__What the task asks__
What follows is a set of records. Repeat them word for word.

__The data__
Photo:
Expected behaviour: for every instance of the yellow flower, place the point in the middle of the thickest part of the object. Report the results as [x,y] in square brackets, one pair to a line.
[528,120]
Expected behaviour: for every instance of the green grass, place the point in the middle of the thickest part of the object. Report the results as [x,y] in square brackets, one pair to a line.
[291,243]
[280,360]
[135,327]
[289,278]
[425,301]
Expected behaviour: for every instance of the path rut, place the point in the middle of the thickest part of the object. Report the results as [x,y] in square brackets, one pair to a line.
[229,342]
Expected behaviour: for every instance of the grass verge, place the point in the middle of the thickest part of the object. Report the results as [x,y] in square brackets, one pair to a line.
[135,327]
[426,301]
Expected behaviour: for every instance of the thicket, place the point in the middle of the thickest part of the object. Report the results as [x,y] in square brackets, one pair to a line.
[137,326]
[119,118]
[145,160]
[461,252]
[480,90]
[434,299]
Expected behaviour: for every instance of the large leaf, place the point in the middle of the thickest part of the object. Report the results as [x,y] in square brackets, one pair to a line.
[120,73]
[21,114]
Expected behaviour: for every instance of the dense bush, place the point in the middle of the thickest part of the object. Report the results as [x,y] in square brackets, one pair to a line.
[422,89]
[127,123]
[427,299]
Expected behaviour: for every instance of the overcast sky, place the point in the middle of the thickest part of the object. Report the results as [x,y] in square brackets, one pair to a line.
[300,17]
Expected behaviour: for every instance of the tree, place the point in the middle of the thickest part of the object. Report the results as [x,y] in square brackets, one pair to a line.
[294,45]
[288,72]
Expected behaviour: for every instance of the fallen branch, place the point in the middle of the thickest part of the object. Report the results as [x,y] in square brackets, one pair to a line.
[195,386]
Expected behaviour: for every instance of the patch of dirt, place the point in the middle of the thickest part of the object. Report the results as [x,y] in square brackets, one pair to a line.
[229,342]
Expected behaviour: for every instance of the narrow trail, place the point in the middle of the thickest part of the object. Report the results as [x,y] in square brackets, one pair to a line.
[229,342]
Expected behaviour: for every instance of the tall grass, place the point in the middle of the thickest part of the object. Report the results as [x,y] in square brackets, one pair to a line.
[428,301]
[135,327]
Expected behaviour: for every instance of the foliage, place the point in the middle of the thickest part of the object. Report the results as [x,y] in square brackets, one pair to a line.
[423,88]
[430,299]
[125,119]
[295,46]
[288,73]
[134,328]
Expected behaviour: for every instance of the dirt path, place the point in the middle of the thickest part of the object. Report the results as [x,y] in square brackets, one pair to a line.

__Answer box__
Photo:
Expected behaviour: for every instance of the yellow flower, place the point in the middle of the thickest part of the object. Report the results as [x,y] in square brackets, one pair to a line.
[528,120]
Expected behaviour: for every instance of the green grass, place the point in the middle of the thickest part of the object. Report the results as [x,y] in square brackets, one pair to a line.
[291,243]
[280,360]
[135,327]
[289,278]
[425,301]
Expected behaviour: for every instance of the path rut, place the point in the middle of the thickest part of the object. Report the results as [x,y] in square brackets, one pair to a line.
[229,342]
Expected behaviour: for every instance of the grass verge, place the point in the middle of the thickest part of the object. Report the results as [x,y] in square brackets, one pair to a line.
[135,327]
[426,301]
Expected behaviour: for every instance of the thicket, place the point in the middle of the thickest part of the object. Report the results as [x,y] in square brackets, one pair to a line.
[137,326]
[119,118]
[145,160]
[461,252]
[480,90]
[434,299]
Expected behaviour: for every instance of the large leaf, place the point in the middle of the thickest part of the object. Report the results as [x,y] in square brackets, one pair to a line.
[120,73]
[21,114]
Expected behaviour: for every instance of the dense bush, place the point in the middle of the thickest part of the object. Report the results as [x,y] in square brackets, one pair to a line.
[422,89]
[127,123]
[427,299]
Expected behaviour: for every instance of the overcast sky, place the point in the middle of the thickest part of the object. Report the results as [x,y] in square brackets, one pair to a line.
[300,17]
Expected behaviour: for every instance of the tree, place the point in the middle of the thickest part of the object. Report the results as [x,y] in square brackets, one pair to a line.
[294,45]
[288,72]
Expected behaviour: for every instance of the fallen branch, place the point in the middle of the thickest part of the object. Report the results as [x,y] in square brackets, one pair to a line.
[195,386]
Expected behaviour: for every instance of the patch of dirt, place the point in the middle of the thickest part of the object. Report the results as [x,y] in square brackets, one pair to a line.
[229,342]
Expected behaviour: for every instance of the narrow trail, place the point in the middle of the thickest part of the object. Report the results as [x,y] in square brackets, one pair to a line.
[229,342]
Expected behaviour: for every instance of the tall grass, place the point in the middle of the thickest part of the object. Report the results as [x,y] in square brackets, one pair to a line.
[428,301]
[135,327]
Expected behaviour: for every instance of the foliage, place the point in the middle of the thickest part of the object. Report the results as [x,y] in square brackets, one pair to a line.
[423,88]
[430,299]
[125,119]
[295,46]
[288,73]
[134,328]
Expected behaviour: for every instance of the dirt path, place the point in the middle of the thickest part of the object. Report the results as [x,y] in square brackets, one pair to a line.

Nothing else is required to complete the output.